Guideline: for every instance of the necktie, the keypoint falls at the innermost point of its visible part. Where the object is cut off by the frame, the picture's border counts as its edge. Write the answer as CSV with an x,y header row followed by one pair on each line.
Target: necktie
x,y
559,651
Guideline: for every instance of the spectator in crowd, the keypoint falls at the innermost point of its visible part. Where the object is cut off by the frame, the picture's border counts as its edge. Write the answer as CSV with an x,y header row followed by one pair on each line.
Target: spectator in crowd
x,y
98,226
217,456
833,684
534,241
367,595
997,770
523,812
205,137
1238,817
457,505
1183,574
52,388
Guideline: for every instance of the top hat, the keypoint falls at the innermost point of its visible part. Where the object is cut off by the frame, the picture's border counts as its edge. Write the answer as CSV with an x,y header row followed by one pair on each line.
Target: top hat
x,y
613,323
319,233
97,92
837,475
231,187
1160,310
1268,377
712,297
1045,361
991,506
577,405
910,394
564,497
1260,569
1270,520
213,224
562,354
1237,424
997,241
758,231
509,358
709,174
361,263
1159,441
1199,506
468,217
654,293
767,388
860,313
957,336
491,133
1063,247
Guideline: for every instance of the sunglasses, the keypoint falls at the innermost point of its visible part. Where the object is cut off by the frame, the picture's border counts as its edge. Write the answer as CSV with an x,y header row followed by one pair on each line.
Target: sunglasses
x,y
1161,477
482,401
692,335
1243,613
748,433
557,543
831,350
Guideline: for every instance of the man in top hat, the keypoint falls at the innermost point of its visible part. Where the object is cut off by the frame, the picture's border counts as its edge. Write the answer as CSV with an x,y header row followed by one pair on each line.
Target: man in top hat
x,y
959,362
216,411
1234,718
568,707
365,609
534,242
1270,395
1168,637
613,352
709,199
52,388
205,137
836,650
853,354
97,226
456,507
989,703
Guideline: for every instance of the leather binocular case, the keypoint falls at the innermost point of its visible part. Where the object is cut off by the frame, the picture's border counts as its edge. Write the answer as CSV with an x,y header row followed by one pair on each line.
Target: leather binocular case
——
● Stated task
Write out the whole listing exactly.

● Complete answer
Guideline: for every instance of the necktie, the keypoint falls at the innermost point of its visible part. Where the object is cut off by the frame, the picture's border counts as its edge. Write the answer as CSV with an x,y header row followed by one pair on each line.
Target: necktie
x,y
559,651
Guideline: for every instance of the spectator in crowd, the keypoint falls at the innermost point of its visible part. Where the object is cut off by the frame, the picture's border counts as its edge. Write the answer as CSV with an x,y header row followed by one pair on each line.
Target: spectator in crowd
x,y
98,226
217,456
833,684
534,241
367,595
997,770
523,812
205,137
1238,817
457,505
1183,574
52,388
Guideline: for every instance of the top hat, the keypoint falls at the innermost point of its visible part. Where the object is cut off by the frame, the picture's border counts as its edge. Write the answer as CSV with an x,y header row followed by one pair on each line.
Target: top hat
x,y
613,323
319,233
97,92
837,475
231,187
1160,310
1268,377
712,297
1045,361
991,506
577,405
910,394
564,497
1260,569
1270,520
213,224
562,354
1237,424
997,241
758,231
509,358
709,174
361,263
1159,441
1199,506
468,217
654,293
767,388
860,313
957,336
491,133
1063,247
Guideline: for every instance of the sunglasses, the keypoint falls at the innermost point of its visible part. Where the object is cut off by the frame, the picture's border counts as its edge. Write the answer as CSV with an x,y header row followed by one pair on each line.
Target: sunglasses
x,y
1161,477
482,401
692,335
1243,613
748,433
557,543
831,350
Guideline: for every instance of the man in top hat, the keypoint falls at the innermost point of its visible part. Where the object is cut off by the frame, the picture's border counts as its edge. Write the answer as CSV with an x,y header row followed by one pair on each line.
Target: man in top hat
x,y
959,362
216,411
1234,718
568,707
365,609
534,242
1270,395
1168,637
613,352
709,199
52,388
205,137
836,650
853,354
97,226
456,507
989,703
Guideline: for every instance of the leather binocular case, the keypoint falls at the innermost point of its visible part. Where the object is cut off by the frame, the picture's border counts as its edge. Write the answer as CSV with an x,y header row followed by one pair on each line.
Target: leather binocular case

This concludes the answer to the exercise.